Given records:
=== Section Start ===

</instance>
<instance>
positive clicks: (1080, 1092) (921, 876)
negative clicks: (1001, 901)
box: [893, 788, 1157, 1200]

=== Section End ===

The problem:
Write out every line of the entries above without changing anything.

Answer section:
</instance>
<instance>
positive clicks: (1080, 1092) (921, 876)
negative clicks: (1001, 901)
box: [893, 788, 1157, 1200]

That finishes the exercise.